DOCUMENT EXCERPT:
If you are trying to come to a mediated settlement it will definitely not help your case with the bank to deviate from the agreed plan. Talk to your advisor if you are uncertain about anything to make sure you completely understand the process.

 

STEP 6: YOUR ADVISOR PUTS THE PLAN TO YOUR CREDITORS

The most straightforward of the 7 steps. Your plan has been agreed and all parties have bought into whatever role they may be asked to play in terms of delivering the plan to the satisfaction of your creditors.

This proposal will now be put to your creditors by your regulated advisor.

 

STEP 7: FULL AND FINAL SETTLEMENT AGREED

When your plan is presented to your creditors, they will acknowledge receipt.

What happens next can vary case-by-case depending on individual circumstances.

Often a new process of mediation and negotiation begins.

It is very likely that your creditors will want to ask a number of questions around some of the information received. That’s completely normal.

Don’t worry, though - your advisor will be on hand to work closely with your creditors to ensure they have all of the information they need to reach a decision on your proposal.

One milestone for your team of advisors is to reach a situation where your creditors have been provided with all of the financial information and all their queries have been answered in full.

At that point a full and final settlement will be reached with your creditors.

And that’s it.

When the day comes and Step 7 has been safely negotiated, it’s the day you have been waiting for, for the past number of weeks, months and in some cases years.

You have now broken free from the negative equity position that has been negatively affecting your life, probably for as long as you can remember.

It is a process that might not be without some pain and compromise, but by the end of it you’ll acknowledge that any pain and compromise you have to go through is far less than the financial worries that were occupying your mind for in many cases a significant period of time.

 

And now, Step 8: Go out and get on with your life!

Over the last seven years our company has had hundreds of millions of pounds of debt written off by banks on behalf of our clients. We have helped hundreds of people, families and business move forward with their lives.

When James and I sat down to have that coffee seven years ago, we thought there might be a need for what value we could bring to the market in this regard.

However what we didn’t appreciate at that particular time was how many lives and families we could impact in such a positive manner. This has meant that the journey we have been on for the past seven years has not been so much one of work, more so one of reward, discovery and satisfaction. Sometimes it's important to go and have that cup of coffee.

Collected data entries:
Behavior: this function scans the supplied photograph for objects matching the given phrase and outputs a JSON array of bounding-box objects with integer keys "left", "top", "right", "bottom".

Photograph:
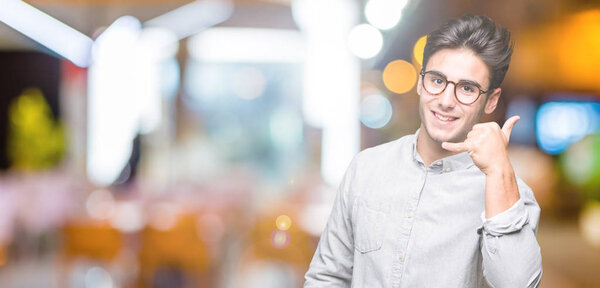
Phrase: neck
[{"left": 417, "top": 124, "right": 457, "bottom": 167}]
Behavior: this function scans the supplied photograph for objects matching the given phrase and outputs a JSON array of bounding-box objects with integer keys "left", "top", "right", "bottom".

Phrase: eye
[{"left": 460, "top": 84, "right": 477, "bottom": 93}]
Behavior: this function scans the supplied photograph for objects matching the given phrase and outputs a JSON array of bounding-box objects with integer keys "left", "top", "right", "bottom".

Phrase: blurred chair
[
  {"left": 236, "top": 207, "right": 316, "bottom": 288},
  {"left": 59, "top": 220, "right": 124, "bottom": 287},
  {"left": 138, "top": 214, "right": 214, "bottom": 288}
]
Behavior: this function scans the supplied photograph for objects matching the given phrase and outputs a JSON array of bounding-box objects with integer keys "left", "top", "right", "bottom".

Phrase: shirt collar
[{"left": 412, "top": 128, "right": 475, "bottom": 172}]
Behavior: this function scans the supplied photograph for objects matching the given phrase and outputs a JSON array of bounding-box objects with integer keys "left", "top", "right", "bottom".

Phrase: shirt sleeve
[
  {"left": 478, "top": 178, "right": 542, "bottom": 288},
  {"left": 304, "top": 161, "right": 354, "bottom": 288}
]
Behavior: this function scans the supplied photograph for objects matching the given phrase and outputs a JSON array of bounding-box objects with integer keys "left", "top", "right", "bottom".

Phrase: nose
[{"left": 438, "top": 82, "right": 456, "bottom": 109}]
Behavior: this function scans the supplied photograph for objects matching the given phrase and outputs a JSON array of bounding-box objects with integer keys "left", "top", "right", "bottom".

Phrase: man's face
[{"left": 417, "top": 49, "right": 500, "bottom": 144}]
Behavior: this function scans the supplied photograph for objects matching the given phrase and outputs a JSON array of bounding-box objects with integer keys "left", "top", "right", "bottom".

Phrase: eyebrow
[{"left": 426, "top": 70, "right": 481, "bottom": 89}]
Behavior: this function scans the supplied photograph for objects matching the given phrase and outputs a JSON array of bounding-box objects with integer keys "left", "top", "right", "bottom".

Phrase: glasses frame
[{"left": 419, "top": 70, "right": 489, "bottom": 105}]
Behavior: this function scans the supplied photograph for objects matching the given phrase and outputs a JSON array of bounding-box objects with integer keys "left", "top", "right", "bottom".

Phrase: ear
[
  {"left": 417, "top": 73, "right": 423, "bottom": 97},
  {"left": 483, "top": 88, "right": 502, "bottom": 114}
]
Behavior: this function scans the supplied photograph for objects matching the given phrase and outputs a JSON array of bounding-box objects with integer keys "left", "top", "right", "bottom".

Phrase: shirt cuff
[{"left": 480, "top": 199, "right": 529, "bottom": 236}]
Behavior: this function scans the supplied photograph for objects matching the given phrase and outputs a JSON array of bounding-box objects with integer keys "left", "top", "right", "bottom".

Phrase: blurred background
[{"left": 0, "top": 0, "right": 600, "bottom": 288}]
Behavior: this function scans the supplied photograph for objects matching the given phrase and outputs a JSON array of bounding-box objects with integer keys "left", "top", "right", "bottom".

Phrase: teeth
[{"left": 433, "top": 112, "right": 455, "bottom": 121}]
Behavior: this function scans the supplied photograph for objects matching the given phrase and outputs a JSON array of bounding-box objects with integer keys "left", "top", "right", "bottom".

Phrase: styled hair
[{"left": 423, "top": 14, "right": 514, "bottom": 91}]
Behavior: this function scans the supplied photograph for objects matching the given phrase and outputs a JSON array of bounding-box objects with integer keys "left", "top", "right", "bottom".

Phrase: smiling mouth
[{"left": 431, "top": 111, "right": 458, "bottom": 122}]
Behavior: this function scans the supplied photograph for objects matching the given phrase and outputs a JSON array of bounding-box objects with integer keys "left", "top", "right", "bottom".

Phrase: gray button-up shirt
[{"left": 304, "top": 131, "right": 542, "bottom": 288}]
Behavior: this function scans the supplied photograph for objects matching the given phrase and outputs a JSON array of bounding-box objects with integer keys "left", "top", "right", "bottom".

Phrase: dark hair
[{"left": 423, "top": 14, "right": 514, "bottom": 91}]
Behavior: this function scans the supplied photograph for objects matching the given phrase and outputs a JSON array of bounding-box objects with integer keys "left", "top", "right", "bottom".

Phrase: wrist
[{"left": 482, "top": 159, "right": 514, "bottom": 178}]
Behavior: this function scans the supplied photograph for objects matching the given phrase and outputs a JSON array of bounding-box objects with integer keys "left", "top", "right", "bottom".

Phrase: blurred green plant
[
  {"left": 559, "top": 134, "right": 600, "bottom": 202},
  {"left": 7, "top": 88, "right": 66, "bottom": 170}
]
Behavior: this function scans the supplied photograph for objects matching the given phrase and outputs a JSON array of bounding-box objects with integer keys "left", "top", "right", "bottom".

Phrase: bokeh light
[
  {"left": 231, "top": 67, "right": 267, "bottom": 100},
  {"left": 348, "top": 24, "right": 383, "bottom": 59},
  {"left": 360, "top": 94, "right": 392, "bottom": 129},
  {"left": 383, "top": 60, "right": 417, "bottom": 94},
  {"left": 413, "top": 35, "right": 427, "bottom": 66},
  {"left": 365, "top": 0, "right": 408, "bottom": 30},
  {"left": 275, "top": 215, "right": 292, "bottom": 230},
  {"left": 271, "top": 229, "right": 291, "bottom": 249},
  {"left": 110, "top": 201, "right": 145, "bottom": 233},
  {"left": 148, "top": 202, "right": 179, "bottom": 231},
  {"left": 197, "top": 213, "right": 225, "bottom": 243},
  {"left": 536, "top": 102, "right": 600, "bottom": 154}
]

GIVEN TASK A: From the passage on reaching a debt settlement, write out the stretch from "And now, Step" through "with their lives.".
GIVEN TASK B: State how many lines of the records contain the string "shirt", treating uppercase and lowercase as different, and give only the number.

COMPLETE ANSWER A:
And now, Step 8: Go out and get on with your life!

Over the last seven years our company has had hundreds of millions of pounds of debt written off by banks on behalf of our clients. We have helped hundreds of people, families and business move forward with their lives.

COMPLETE ANSWER B: 4